"brick" appears in how many lines of the entries? State only the number.
◇ ◇ ◇ ◇ ◇
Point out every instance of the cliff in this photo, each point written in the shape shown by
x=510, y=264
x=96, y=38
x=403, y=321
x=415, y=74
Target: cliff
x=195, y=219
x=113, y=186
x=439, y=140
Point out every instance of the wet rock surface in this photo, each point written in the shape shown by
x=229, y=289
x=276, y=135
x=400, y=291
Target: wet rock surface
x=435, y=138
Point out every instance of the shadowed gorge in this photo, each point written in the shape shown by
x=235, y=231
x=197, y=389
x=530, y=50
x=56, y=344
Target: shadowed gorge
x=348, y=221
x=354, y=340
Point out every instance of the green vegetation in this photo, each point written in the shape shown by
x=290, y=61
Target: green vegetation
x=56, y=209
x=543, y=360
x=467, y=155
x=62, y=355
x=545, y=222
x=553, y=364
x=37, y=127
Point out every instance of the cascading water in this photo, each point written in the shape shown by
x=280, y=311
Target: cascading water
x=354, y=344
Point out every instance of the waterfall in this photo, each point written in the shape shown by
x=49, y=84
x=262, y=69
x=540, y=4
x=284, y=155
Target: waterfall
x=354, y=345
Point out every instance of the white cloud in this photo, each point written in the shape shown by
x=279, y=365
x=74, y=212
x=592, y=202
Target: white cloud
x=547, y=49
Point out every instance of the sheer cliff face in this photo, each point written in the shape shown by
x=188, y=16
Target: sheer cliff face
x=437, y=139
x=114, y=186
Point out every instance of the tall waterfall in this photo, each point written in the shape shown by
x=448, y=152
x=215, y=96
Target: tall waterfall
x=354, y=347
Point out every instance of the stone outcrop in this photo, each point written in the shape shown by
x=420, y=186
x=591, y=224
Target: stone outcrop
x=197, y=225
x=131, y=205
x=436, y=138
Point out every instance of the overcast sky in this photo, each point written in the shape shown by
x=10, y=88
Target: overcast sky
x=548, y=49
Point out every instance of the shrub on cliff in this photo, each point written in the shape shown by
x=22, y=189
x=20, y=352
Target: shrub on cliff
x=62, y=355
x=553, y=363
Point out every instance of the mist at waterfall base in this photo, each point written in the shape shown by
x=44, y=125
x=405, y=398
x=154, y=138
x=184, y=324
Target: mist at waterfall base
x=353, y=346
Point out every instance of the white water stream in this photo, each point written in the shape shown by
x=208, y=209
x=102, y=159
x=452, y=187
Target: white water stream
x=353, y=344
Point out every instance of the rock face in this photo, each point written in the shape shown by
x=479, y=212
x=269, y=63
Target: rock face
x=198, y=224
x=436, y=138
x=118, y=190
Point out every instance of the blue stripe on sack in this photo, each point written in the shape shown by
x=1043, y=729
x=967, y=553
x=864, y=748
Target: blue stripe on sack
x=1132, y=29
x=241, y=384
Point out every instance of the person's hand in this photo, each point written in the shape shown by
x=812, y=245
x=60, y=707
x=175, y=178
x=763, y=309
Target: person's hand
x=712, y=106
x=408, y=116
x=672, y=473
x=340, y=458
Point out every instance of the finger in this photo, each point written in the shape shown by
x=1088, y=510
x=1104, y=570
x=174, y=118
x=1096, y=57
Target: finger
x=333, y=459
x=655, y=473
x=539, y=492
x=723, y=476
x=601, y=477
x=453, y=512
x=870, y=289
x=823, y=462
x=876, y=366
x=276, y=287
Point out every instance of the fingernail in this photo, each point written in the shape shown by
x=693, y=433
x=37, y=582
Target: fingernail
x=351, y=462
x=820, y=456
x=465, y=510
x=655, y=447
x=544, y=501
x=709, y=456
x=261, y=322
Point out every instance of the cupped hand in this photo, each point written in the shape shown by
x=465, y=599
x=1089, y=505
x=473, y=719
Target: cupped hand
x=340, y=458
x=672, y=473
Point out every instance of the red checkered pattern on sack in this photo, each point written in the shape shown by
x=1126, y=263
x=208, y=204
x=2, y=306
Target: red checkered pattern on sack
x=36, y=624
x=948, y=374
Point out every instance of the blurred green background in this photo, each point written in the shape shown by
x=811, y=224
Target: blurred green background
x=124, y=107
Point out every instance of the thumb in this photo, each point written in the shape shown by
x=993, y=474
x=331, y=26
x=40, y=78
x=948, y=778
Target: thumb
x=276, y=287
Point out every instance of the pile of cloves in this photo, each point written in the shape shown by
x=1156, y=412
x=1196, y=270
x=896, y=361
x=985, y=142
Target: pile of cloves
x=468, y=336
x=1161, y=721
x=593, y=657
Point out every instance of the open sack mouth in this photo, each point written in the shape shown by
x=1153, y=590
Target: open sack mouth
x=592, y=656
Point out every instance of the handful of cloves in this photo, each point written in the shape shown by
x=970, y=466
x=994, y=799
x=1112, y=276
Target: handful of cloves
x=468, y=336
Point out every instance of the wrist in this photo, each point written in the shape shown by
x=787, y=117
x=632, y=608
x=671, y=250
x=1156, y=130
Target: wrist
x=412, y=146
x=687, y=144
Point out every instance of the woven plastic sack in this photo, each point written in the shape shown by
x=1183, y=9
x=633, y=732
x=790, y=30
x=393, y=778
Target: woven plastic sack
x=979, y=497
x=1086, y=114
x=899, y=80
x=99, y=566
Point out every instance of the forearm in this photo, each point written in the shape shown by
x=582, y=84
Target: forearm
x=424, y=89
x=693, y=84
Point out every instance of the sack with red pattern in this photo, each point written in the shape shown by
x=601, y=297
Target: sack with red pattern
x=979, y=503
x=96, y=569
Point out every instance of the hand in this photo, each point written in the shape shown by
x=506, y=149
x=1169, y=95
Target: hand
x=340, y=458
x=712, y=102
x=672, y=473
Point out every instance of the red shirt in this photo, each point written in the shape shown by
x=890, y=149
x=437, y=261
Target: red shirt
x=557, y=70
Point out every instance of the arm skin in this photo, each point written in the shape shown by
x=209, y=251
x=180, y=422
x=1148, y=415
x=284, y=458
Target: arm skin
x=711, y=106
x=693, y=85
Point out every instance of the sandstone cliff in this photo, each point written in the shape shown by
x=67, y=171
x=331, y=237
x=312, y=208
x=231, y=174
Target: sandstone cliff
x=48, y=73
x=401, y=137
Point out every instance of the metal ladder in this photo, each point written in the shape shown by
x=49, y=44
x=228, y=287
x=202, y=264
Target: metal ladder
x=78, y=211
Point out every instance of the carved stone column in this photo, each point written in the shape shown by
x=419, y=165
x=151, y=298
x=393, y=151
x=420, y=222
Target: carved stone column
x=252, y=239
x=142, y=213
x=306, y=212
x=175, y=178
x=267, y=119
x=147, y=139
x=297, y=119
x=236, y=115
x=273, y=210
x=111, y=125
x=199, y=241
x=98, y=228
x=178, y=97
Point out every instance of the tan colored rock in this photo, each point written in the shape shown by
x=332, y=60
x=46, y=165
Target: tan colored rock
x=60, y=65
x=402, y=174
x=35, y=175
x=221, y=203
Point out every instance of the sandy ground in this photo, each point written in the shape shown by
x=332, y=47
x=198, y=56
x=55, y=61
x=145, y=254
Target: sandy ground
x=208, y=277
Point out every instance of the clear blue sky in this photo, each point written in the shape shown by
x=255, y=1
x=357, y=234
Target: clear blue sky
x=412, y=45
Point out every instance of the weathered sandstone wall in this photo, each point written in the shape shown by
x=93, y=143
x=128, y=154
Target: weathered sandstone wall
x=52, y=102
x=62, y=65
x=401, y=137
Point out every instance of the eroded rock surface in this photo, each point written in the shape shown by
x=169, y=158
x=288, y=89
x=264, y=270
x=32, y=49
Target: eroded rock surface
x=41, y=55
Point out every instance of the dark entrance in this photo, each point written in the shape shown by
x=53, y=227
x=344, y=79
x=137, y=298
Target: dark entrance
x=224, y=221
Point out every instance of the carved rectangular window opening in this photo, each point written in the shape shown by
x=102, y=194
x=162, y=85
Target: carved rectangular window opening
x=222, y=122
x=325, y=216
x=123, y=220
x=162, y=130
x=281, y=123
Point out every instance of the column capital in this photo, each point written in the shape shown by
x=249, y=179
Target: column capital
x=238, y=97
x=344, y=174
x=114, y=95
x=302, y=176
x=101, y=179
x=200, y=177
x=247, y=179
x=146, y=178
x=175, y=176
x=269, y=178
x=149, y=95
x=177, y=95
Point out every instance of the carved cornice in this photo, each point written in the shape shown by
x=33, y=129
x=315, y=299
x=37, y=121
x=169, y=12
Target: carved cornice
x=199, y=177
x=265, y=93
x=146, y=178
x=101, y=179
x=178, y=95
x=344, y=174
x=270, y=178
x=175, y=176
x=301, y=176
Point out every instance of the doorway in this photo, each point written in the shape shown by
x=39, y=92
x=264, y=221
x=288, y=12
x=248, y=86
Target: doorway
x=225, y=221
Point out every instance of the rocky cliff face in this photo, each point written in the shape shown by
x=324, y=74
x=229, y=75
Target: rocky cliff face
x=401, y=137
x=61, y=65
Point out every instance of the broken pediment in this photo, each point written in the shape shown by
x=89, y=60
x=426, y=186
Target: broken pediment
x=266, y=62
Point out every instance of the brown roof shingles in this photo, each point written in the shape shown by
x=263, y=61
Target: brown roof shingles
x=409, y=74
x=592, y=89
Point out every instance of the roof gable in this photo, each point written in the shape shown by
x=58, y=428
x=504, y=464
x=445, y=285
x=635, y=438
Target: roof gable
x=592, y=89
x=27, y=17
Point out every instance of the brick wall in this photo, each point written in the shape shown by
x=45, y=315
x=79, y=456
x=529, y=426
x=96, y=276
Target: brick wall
◇ ◇ ◇ ◇ ◇
__Exercise output__: 2